>> Begin Data

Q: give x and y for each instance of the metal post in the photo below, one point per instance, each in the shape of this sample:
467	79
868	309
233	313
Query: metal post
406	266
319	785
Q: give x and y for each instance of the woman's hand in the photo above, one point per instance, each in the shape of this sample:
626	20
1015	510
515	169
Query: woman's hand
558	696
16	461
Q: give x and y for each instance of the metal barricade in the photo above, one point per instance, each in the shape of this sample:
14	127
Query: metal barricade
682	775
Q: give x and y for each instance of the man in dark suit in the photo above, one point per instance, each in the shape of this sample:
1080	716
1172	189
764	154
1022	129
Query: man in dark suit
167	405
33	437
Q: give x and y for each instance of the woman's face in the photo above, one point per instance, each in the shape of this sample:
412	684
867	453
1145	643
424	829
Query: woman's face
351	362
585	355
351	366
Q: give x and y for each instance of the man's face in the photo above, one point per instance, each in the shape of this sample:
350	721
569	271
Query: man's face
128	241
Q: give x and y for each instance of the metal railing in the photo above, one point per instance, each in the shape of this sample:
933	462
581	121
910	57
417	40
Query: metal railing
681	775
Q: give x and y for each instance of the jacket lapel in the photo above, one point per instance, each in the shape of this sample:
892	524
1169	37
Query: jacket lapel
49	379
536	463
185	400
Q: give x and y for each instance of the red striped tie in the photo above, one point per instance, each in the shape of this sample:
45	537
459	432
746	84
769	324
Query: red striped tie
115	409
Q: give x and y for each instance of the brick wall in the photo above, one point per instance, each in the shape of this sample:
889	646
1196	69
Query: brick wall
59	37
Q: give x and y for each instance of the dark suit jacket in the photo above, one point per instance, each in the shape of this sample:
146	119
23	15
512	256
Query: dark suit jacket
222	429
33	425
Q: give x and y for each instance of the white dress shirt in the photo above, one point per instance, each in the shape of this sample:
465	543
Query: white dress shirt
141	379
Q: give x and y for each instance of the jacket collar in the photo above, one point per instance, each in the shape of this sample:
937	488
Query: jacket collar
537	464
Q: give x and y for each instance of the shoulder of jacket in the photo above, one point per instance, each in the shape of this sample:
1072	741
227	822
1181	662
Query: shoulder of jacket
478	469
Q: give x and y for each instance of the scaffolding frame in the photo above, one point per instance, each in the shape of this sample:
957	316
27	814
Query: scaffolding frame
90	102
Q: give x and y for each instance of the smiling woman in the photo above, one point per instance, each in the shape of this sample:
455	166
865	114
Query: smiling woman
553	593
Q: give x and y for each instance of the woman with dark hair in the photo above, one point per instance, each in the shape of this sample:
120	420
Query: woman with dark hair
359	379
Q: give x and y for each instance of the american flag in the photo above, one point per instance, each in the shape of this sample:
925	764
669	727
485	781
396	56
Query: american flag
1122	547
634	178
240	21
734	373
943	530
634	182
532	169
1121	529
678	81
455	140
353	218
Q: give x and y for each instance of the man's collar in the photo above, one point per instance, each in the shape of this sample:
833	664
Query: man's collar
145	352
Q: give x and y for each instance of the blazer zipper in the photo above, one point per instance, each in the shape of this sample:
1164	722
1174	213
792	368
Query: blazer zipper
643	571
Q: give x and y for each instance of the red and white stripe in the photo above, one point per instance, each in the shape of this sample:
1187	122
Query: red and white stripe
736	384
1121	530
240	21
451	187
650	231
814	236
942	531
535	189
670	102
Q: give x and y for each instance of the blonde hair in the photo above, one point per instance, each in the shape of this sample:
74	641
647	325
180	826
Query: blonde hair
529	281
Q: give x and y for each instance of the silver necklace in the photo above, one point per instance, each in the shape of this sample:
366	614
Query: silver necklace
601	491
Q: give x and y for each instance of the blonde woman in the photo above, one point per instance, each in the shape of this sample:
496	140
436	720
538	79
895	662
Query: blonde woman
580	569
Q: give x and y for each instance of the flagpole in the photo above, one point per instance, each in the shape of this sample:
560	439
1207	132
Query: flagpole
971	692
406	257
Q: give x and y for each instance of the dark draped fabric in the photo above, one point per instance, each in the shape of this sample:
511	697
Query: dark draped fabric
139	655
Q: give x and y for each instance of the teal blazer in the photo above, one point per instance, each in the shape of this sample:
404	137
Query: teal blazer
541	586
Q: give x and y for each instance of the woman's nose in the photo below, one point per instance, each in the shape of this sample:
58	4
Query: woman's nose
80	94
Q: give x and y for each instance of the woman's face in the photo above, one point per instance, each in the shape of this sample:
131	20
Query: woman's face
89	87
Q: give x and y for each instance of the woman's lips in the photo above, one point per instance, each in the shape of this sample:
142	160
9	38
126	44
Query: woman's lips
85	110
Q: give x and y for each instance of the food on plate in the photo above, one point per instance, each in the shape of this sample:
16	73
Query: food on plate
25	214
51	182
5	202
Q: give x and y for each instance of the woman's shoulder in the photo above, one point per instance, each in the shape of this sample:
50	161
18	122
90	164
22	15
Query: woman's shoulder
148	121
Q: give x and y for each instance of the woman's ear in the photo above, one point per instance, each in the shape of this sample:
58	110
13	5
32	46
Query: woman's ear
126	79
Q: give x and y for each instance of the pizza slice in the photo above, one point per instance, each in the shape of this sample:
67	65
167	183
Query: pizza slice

>> End Data

Retype every one of the records above verbatim, line by line, changing nothing.

Q: give x and y for each instance of the metal post in the photo below, one point per instance, each in the shape of this sample:
467	79
868	309
233	313
Query: metal post
406	266
319	785
Q: give x and y for each instance of the woman's hand in the photo above, one point per instance, each in the shape of this sample:
626	20
1015	510
515	169
Query: woman's hand
558	696
16	461
Q: give x and y for each instance of the metal barricade in the photo above, one point per instance, each in the shape of this sample:
14	127
Query: metal barricade
682	775
Q: give x and y for each instance of the man in dark suit in the photo above, one point per instance, each in the shape of this sample:
1080	716
1172	189
764	154
1022	129
Query: man in dark suit
167	405
33	437
Q: give x and y for each instance of the woman's face in the photo above, one point per instance, each in the shape of this sample:
412	684
867	453
1145	643
424	829
Query: woman's face
351	362
585	355
351	366
Q: give x and y for each instance of the man's face in the photo above, one point per instance, each in the shape of this sample:
350	721
569	271
Query: man's face
128	241
Q: give x and y for each instance of the metal railing in the photo above, one point per instance, each in the shape of this sample:
933	462
581	121
910	57
417	40
Query: metal railing
681	775
Q: give x and y for each instance of the jacket lapel in the photo above, one point per instance, each in the shape of this sample:
892	524
1169	37
Query: jacket lapel
49	379
536	463
185	400
Q: give x and y for each instance of the red striped tie in the photo above, one point per instance, each in the shape of this sample:
45	537
459	432
746	84
769	324
Query: red striped tie
115	409
Q: give x and y for each instance of the brick wall in the photo above, one point per instance, each in the shape of this sample:
889	646
1196	69
Query: brick wall
59	37
Q: give x and y for each instance of the dark suit jacket in the photo above, one point per instance, each in the shape of this sample:
146	119
23	15
512	256
Query: dark suit jacket
222	429
33	425
Q: give x and y for each instance of the white dress shirt in the photo above, one point per instance, each in the shape of this sample:
465	543
Query: white dress shirt
141	379
Q: give x and y for each instance of the jacket collar in the photo above, one point per instance, each in the shape of this sample:
937	488
Query: jacket collar
537	464
Q: give x and y for each instance of the shoulder of jacket in the photo above, one point per instance, each in the shape of this sample:
1072	741
227	822
1181	662
Query: shoulder of jacket
478	469
Q: give x and y for each instance of the scaffolding frame in the photo above, one point per instance, each in the shape of this sample:
957	316
27	814
Query: scaffolding frame
90	102
Q: give x and y for each instance of the smiling woman in the photo above, one point per instance, each in the shape of this sample:
455	166
865	114
Query: smiling woman
553	593
Q: give x and y for each instance of the woman with dark hair in the photo above, one point per instance, each in the shape of this sample:
120	420
Query: woman with dark hair
359	379
Q: give x and y for each instance of the american flag in the photo above, one point per instance, each in the shape of this sample:
925	764
669	727
485	781
396	56
Query: american flag
1122	547
634	178
240	21
734	373
943	530
634	182
532	169
1121	529
678	81
455	140
353	218
Q: give x and y for each instance of the man's collar in the photo above, one point per instance, each in the shape of this sample:
833	664
Query: man's collar
145	352
Q: give x and y for each instance of the blazer zipper in the photo above, one point per instance, each in the shape of this sample:
1164	722
1174	213
792	368
Query: blazer zipper
643	571
Q: give x and y for each instance of the red and white stripe in the photo above, one point per instance, each in the shape of this sample:
1187	122
Query: red and white stripe
736	384
1121	530
240	21
451	187
650	231
814	236
942	531
535	189
670	102
Q: give x and y for each instance of the blonde hair in the photo above, one point per instance, each in the shape of this sample:
74	641
647	325
180	826
Query: blonde hair
529	281
Q: give x and y for each instance of the silver necklace in the photo above, one point per instance, each in the shape of this sample:
366	614
Query: silver necklace
601	491
Q: give x and y for each instance of the blonde woman in the photo above, one point per instance, each in the shape of this sample:
496	140
436	720
538	79
895	662
Query: blonde woman
580	569
Q: give x and y for each instance of the flagpole in the photo above, one point per instance, each in the shape of this sample:
560	439
1207	132
Query: flagpole
971	692
406	257
Q: give x and y for each instance of the dark draped fabric in the photo above, one point per instance, each in the shape of this sample:
511	697
Query: dark draped fabric
139	655
Q: give x and y for each instance of the teal blazer in the photo above, one point per instance, each in the shape of this sample:
404	137
Query: teal blazer
541	586
Q: give x and y for each instance of the woman's nose in the photo below, one point per instance, each in the shape of this sample:
58	4
Query: woman's nose
80	94
Q: give x and y for each instance of the woman's face in the photo above, one point per instance, each in the shape of this sample:
131	20
Query: woman's face
89	87
Q: give x and y for each instance of the woman's lips in the photo above, one point per instance, each in the shape of this sample:
142	160
9	38
126	44
Query: woman's lips
85	110
Q: give x and y for each instance of the food on plate in the photo above, one point per instance, each in the shape of this sample:
16	73
Query: food on plate
25	214
51	182
5	202
Q: give x and y for each instance of the woman's shoulder in the photo above, one point per instance, each in the shape of this sample:
50	161
18	122
90	164
22	15
Query: woman's shoulder
148	121
Q: give x and y for each instance of the woman's ear in the photo above, one point per instance, each in the shape of this sample:
58	110
13	5
32	46
Query: woman's ear
126	79
Q: give x and y for each instance of the pizza slice in the photo above, one point per instance, each in the shape of this sample:
67	65
167	183
Query: pizza slice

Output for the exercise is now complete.